Entries taken from a collection
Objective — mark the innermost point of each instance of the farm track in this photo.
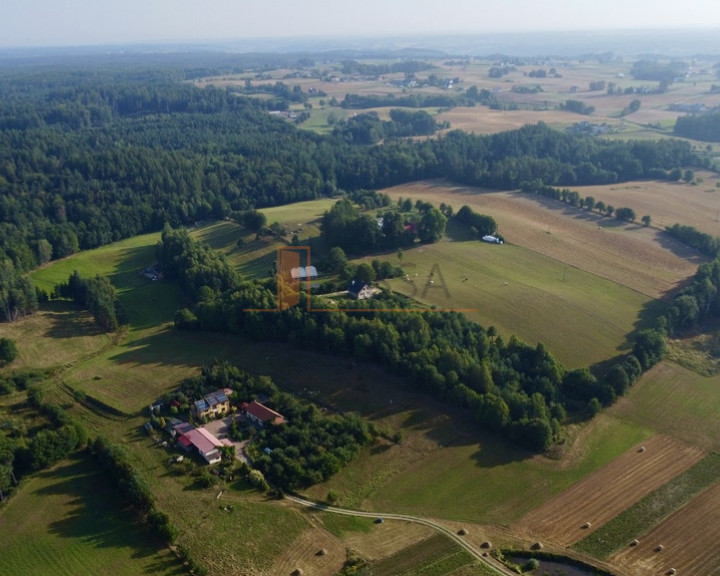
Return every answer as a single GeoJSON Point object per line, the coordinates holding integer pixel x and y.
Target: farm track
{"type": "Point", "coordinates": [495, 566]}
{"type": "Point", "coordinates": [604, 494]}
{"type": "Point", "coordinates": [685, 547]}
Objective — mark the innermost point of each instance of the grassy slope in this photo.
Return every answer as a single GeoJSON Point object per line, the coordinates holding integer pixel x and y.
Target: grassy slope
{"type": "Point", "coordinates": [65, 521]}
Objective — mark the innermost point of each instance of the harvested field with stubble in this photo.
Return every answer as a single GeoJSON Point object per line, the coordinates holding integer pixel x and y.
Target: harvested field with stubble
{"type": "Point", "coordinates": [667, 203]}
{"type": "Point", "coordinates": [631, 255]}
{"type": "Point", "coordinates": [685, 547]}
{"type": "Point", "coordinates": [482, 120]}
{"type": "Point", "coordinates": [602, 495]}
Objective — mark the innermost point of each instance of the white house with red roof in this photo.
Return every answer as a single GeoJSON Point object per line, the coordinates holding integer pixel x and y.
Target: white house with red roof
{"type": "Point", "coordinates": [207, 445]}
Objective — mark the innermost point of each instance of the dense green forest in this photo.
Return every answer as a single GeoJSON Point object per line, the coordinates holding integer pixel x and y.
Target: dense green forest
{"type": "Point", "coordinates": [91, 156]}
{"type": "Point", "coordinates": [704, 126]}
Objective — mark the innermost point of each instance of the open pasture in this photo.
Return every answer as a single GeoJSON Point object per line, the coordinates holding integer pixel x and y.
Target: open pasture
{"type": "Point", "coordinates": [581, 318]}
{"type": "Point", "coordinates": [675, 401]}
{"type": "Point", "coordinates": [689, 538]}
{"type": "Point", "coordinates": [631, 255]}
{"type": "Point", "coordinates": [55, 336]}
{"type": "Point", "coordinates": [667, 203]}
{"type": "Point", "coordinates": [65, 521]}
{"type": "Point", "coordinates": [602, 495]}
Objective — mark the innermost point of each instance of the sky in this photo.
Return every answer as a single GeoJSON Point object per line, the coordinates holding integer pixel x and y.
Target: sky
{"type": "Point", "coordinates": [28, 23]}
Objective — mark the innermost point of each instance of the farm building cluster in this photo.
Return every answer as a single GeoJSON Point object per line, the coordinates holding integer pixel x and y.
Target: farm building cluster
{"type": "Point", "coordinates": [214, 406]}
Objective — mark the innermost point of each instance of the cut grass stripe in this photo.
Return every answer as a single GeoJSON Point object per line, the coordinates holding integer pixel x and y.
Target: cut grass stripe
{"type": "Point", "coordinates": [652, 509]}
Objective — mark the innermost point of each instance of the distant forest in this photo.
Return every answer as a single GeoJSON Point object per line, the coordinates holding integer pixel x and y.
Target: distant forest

- Task goal -
Nothing but the lines from the one with "sky in this photo." through the last line should be repeated, each exactly as it stands.

- Full answer -
Objective — mark the innermost point of each instance of the sky in this photo.
Return every answer as a single GeoJSON Point object per line, the coordinates holding integer pixel x and y.
Target: sky
{"type": "Point", "coordinates": [28, 23]}
Objective — mark the innermost point of each instance of the farm building cluster in this photo.
Return every answer as a single GeoJSON Point object per line, the coordinates holding integer pixel x and y.
Target: farm building cluster
{"type": "Point", "coordinates": [214, 406]}
Objective — mark the innermost point of each instance of the cut grass stripe in this photo.
Return every answer as a single GeoJSON Point object per line, the coordinates holding integer pixel x and y.
Target: cut grass stripe
{"type": "Point", "coordinates": [652, 509]}
Objective — mark the innermost point of each instance of the distant forest in this photo.
Return every answer as a single GeoJSON Point object per line, the coordinates holding integer pixel x and y.
Target: distant forest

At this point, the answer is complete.